Currently in Greece

The idea of traveling to Afghanistan popped up for the first time while I was wandering around the Pakistani mountains, in April 2021. The country was not safe back then due to the war, so it remained just as a thought. But after the recent takeover by the Talibans, the fights within the country were over and Afghanistan started to appear safer.

Following an extensive research about the independent travel in the country, and since I had been in contact with some solo women who had already been there, I decided to start planning my own 1 month trip, for last November-December 2023. The original plan was to roam around the country for about 25 days, and visit as many provinces as I could, including the main cities of Kabul, Mazar-i-Sharif, Herat, Kandahar, Ghazni and Bamyan.

 

How to go:

 

Entry points are quite limited.

 

By air: departing from Istanbul, Dubai, Islamabad and Iran to Kabul airport only, having issued the visa in advance, by the respective Taliban Embassies

 

Land entry is possible only from 3 countries that border Afghanistan and their specific borders: Iran at Islam Qala, Pakistan at Torkham and Tajikistan at Shir Khan

Considering each available option, I came to the conclusion that the border of Tajikistan (Shir Khan bandar) was the most convenient for me, as it is the only border where VOA (visa on arrival) can be issued, while the other two countries issue only via embassies. I would also have the opportunity to visit Tajikistan, a new country on my list, since no visa is required for Greek travelers, while for Iran and Pakistan (which I had already visited) I would have to pay for extra visas.

That’s exactly what I did! I booked a flight with AirAstana, from Istanbul to Tajikistan via Almaty Kazakhstan, and landed in the capital Dushanbe, where I stayed for 2 days. On the third day I departed early in the morning and around 2 hours later by shared taxi, I reached the border of Tajikistan.

dushanbe

Sakhovat bazaar

dushanbe

several shared taxis are waiting outside the Sakhovat bazaar

How to go from Dushanbe to Shir Khan bandar:

 

Sakhovat bazaar is a local market a few kilometers outside the city center, where the station of the shared taxis that reach directly the border with Afghanistan is located. Although there are countless taxis parked outside the bazaar, you should start early in the morning, to have time for the border process, as you need to wait as long as it takes for them to be full and depart. The drivers approach the passengers themselves, offering a fairly expensive initial price, but since you share the taxi with 3 or 4 people more, you can bargain up to 100 tjs (Tajikistan somoni) = about €8.50. The journey is easy and takes 2 – 2.30 hours, depending on the possible stops on the way, and the terminal is right outside the border area.

 

The second option is the local bus, departing from the city center of Dushanbe, but since the terminal is a town away from the border, you need to take an extra taxi. I opted for the shared taxi from the bazaar, which was more convenient for me.

The process of exiting Tajikistan was very easy. The officers were friendly to me and after the necessary passport and luggage control, in less than half an hour I said goodbye to Tajikistan and proceeded to Afghanistan. Unfortunately, several travelers have reported their negative experience at that outpost, regarding a few officers asking for bribes and having bad attitude. Fortunately, my own experience was very positive both times.

* [DATA ENTRIES]:
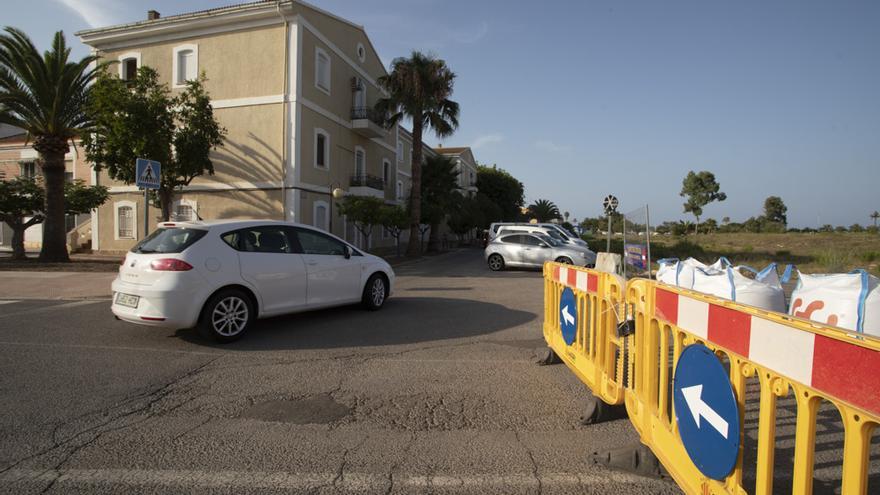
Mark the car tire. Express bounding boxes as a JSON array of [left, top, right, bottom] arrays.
[[361, 273, 388, 311], [488, 254, 504, 272], [199, 289, 256, 344]]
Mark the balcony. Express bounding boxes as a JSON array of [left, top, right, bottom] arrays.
[[351, 107, 388, 139], [349, 174, 385, 199]]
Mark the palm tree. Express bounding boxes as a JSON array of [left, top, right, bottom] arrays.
[[376, 51, 459, 255], [529, 199, 560, 223], [0, 27, 98, 261]]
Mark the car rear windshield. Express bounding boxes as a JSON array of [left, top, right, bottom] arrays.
[[131, 227, 208, 254]]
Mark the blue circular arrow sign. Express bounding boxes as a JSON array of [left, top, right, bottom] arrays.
[[673, 344, 739, 480], [559, 287, 577, 345]]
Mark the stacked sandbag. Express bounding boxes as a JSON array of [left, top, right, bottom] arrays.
[[657, 257, 786, 313], [788, 270, 880, 337]]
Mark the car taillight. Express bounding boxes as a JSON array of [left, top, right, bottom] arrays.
[[150, 258, 192, 272]]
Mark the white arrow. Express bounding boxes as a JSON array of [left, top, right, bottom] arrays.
[[562, 304, 574, 325], [681, 384, 727, 438]]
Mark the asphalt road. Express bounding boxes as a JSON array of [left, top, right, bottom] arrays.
[[0, 250, 679, 494]]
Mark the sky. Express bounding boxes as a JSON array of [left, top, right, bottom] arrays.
[[8, 0, 880, 227]]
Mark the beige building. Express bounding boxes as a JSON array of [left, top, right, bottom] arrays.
[[77, 0, 474, 251]]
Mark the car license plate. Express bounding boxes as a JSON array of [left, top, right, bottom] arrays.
[[116, 292, 141, 308]]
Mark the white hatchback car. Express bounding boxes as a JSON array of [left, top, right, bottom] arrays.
[[112, 220, 394, 342]]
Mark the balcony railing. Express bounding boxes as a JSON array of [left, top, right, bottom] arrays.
[[351, 107, 384, 127], [350, 175, 385, 191]]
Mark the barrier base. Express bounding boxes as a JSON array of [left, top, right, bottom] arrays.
[[581, 396, 627, 426], [535, 347, 562, 366], [592, 443, 669, 479]]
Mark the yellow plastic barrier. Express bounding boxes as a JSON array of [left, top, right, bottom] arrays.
[[625, 280, 880, 495], [544, 263, 624, 405]]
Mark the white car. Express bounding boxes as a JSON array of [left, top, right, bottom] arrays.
[[112, 220, 394, 342]]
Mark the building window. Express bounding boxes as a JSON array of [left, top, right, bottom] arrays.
[[312, 201, 330, 231], [119, 52, 141, 81], [19, 161, 37, 179], [354, 146, 367, 177], [113, 201, 137, 240], [315, 48, 330, 94], [172, 198, 199, 222], [315, 129, 330, 169], [171, 45, 199, 87]]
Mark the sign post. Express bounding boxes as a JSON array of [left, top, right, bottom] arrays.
[[673, 344, 740, 481], [135, 158, 162, 237], [602, 194, 617, 253]]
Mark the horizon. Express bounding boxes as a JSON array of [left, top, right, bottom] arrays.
[[4, 0, 880, 228]]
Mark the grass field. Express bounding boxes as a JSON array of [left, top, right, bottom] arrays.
[[587, 232, 880, 276]]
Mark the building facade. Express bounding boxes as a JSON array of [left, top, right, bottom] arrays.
[[77, 0, 478, 251]]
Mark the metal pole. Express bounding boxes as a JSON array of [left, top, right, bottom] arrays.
[[605, 211, 612, 253], [144, 187, 150, 237], [645, 205, 653, 280]]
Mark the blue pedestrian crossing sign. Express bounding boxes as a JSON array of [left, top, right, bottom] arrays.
[[135, 158, 162, 189], [559, 287, 577, 345], [672, 344, 740, 481]]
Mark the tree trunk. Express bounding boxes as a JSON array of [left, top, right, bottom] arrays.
[[34, 140, 70, 262], [406, 116, 422, 256]]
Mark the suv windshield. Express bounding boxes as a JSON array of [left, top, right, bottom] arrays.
[[131, 228, 208, 254]]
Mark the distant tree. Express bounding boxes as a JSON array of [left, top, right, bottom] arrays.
[[529, 199, 561, 223], [376, 52, 459, 255], [83, 66, 226, 221], [477, 165, 525, 223], [0, 177, 109, 260], [703, 218, 718, 234], [379, 205, 409, 256], [420, 156, 458, 252], [764, 196, 788, 225], [0, 27, 102, 262], [337, 196, 385, 252], [679, 170, 727, 232]]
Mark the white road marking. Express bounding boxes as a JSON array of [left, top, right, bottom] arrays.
[[0, 469, 668, 492], [0, 299, 107, 318]]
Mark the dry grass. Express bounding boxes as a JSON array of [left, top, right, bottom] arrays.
[[652, 232, 880, 275]]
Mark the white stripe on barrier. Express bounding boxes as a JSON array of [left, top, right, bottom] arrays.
[[678, 297, 709, 339], [748, 318, 816, 385]]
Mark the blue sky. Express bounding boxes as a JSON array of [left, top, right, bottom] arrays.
[[8, 0, 880, 226]]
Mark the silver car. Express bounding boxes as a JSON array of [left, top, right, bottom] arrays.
[[484, 232, 596, 271]]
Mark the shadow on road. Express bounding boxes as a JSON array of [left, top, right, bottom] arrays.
[[175, 296, 538, 351]]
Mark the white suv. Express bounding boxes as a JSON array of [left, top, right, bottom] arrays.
[[112, 220, 394, 342]]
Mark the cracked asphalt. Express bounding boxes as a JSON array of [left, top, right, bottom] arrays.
[[0, 250, 680, 494]]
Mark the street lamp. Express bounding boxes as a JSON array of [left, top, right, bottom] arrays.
[[328, 182, 345, 234]]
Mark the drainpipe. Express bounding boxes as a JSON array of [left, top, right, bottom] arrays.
[[275, 0, 290, 220]]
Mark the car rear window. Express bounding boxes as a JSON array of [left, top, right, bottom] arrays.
[[131, 227, 208, 254]]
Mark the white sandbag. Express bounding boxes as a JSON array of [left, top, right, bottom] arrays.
[[788, 270, 880, 336], [657, 258, 709, 289], [693, 259, 786, 313]]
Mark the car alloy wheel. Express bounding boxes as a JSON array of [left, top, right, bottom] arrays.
[[489, 254, 504, 272], [370, 277, 385, 306], [211, 296, 249, 337]]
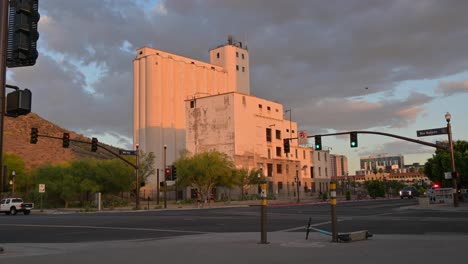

* [DIRECTIONS]:
1) How would you say this sentence from the Afghanistan travel post in Spanish: "The process of exiting Tajikistan was very easy."
2) Could you quote the Afghanistan travel post word for word, starting at "Entry points are" and ending at "for extra visas."?

* [RESPONSES TO THE EXERCISE]:
1) El proceso de salida de Tayikistán fue muy fácil.

2)
Entry points are quite limited.

 

By air: departing from Istanbul, Dubai, Islamabad and Iran to Kabul airport only, having issued the visa in advance, by the respective Taliban Embassies

 

Land entry is possible only from 3 countries that border Afghanistan and their specific borders: Iran at Islam Qala, Pakistan at Torkham and Tajikistan at Shir Khan

Considering each available option, I came to the conclusion that the border of Tajikistan (Shir Khan bandar) was the most convenient for me, as it is the only border where VOA (visa on arrival) can be issued, while the other two countries issue only via embassies. I would also have the opportunity to visit Tajikistan, a new country on my list, since no visa is required for Greek travelers, while for Iran and Pakistan (which I had already visited) I would have to pay for extra visas.